→ TASK
For each line in the data that includes "detect", make a copy.
———
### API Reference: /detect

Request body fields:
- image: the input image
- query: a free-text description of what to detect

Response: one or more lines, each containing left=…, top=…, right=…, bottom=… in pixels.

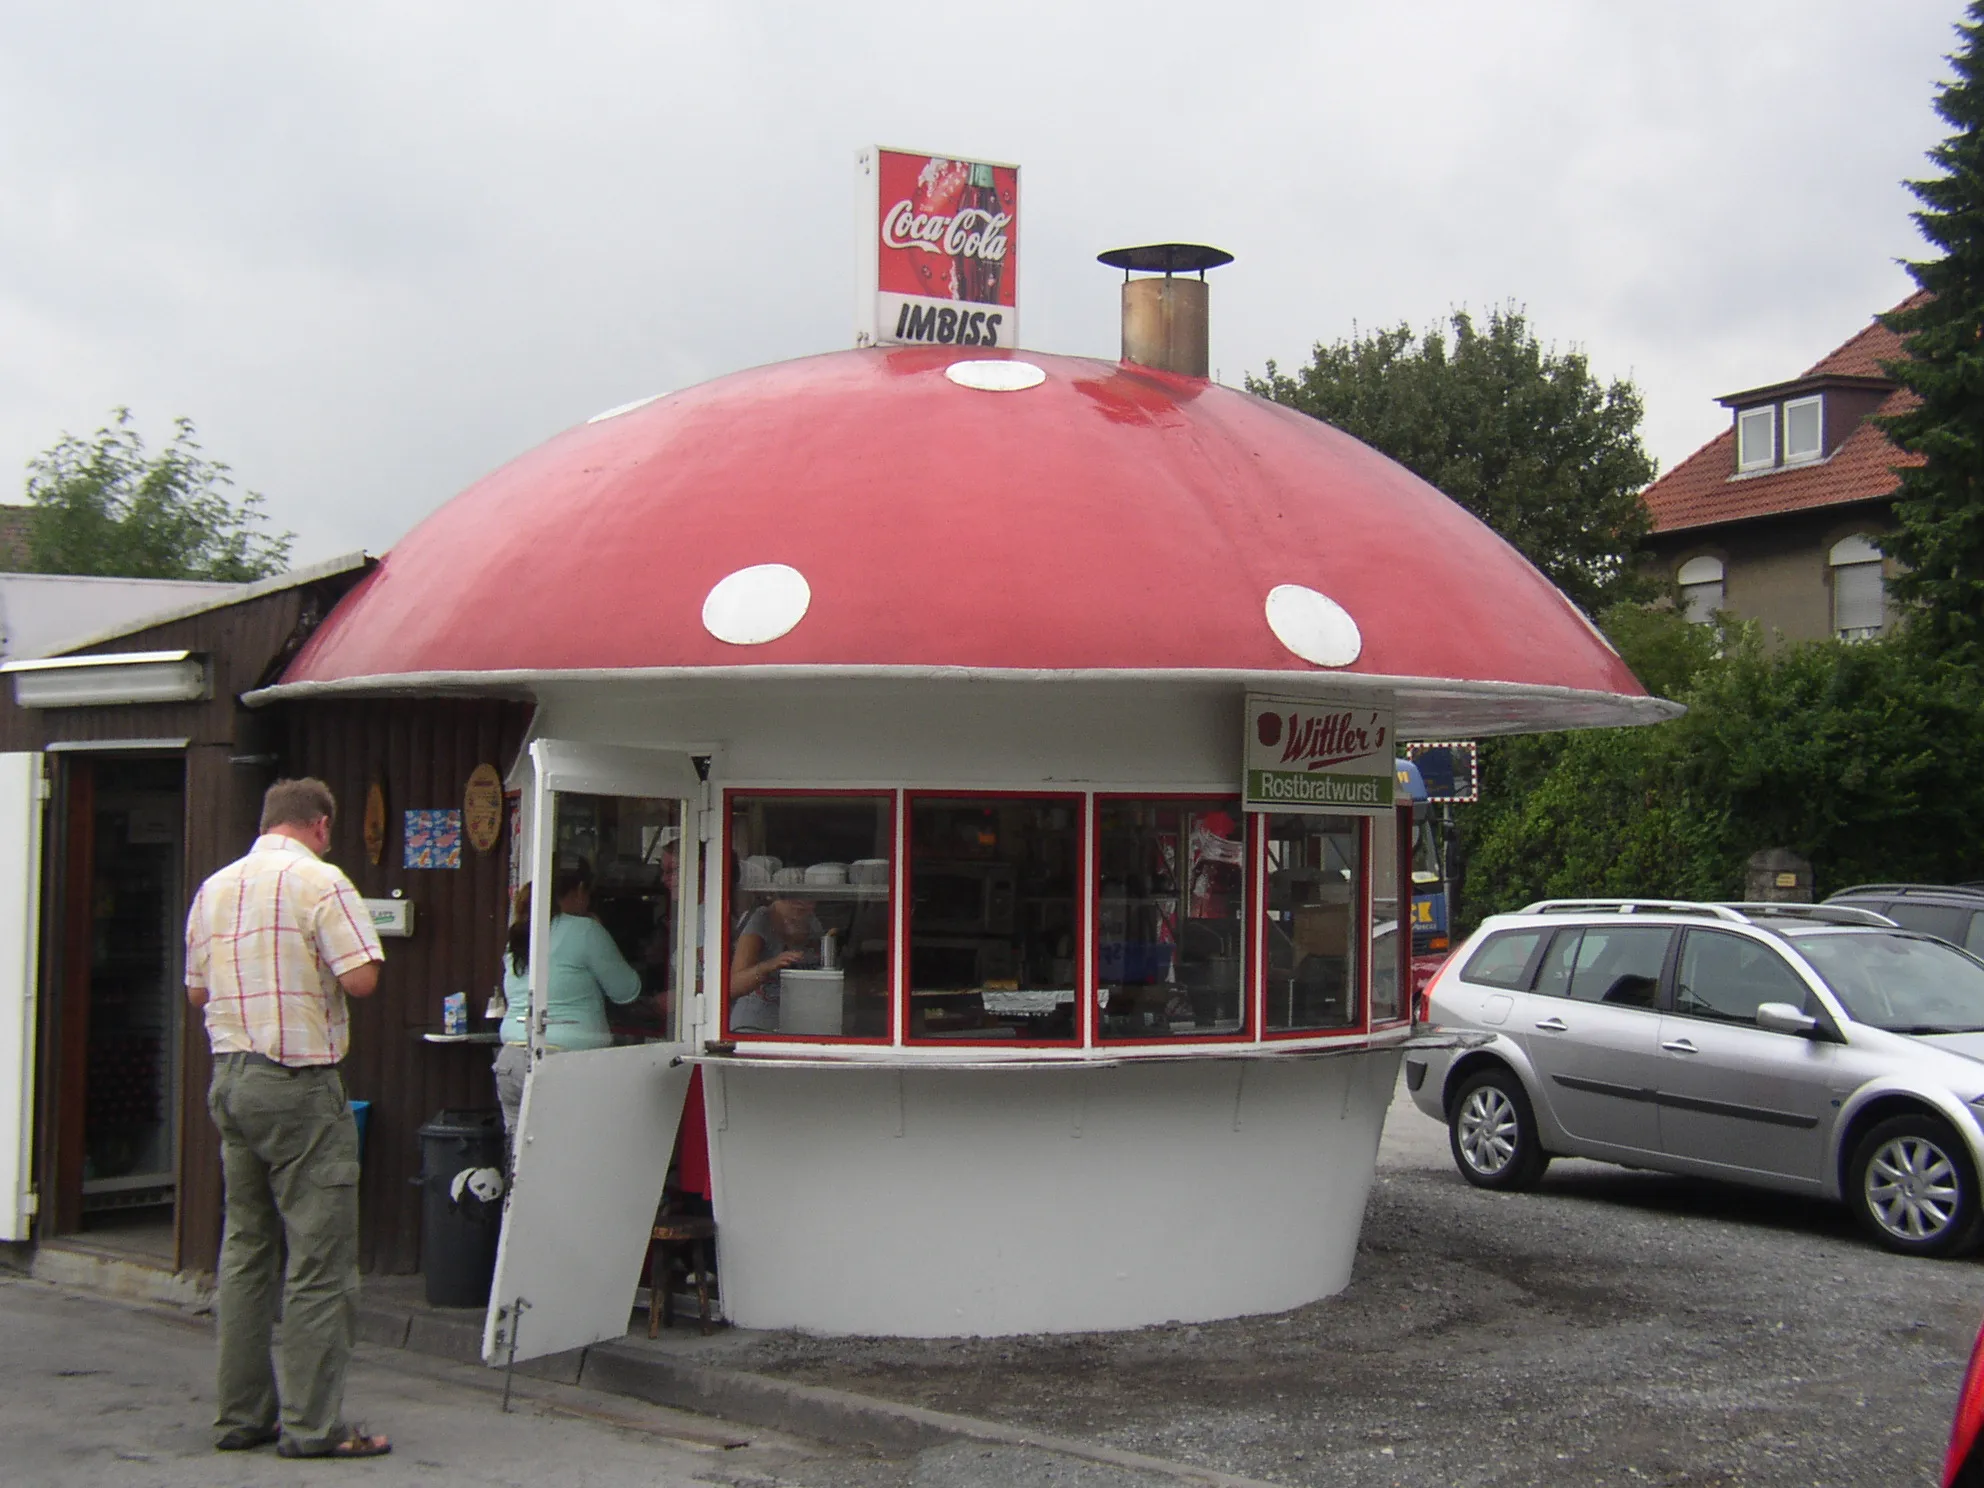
———
→ RESPONSE
### API Reference: /detect
- query: a free-text description of what to detect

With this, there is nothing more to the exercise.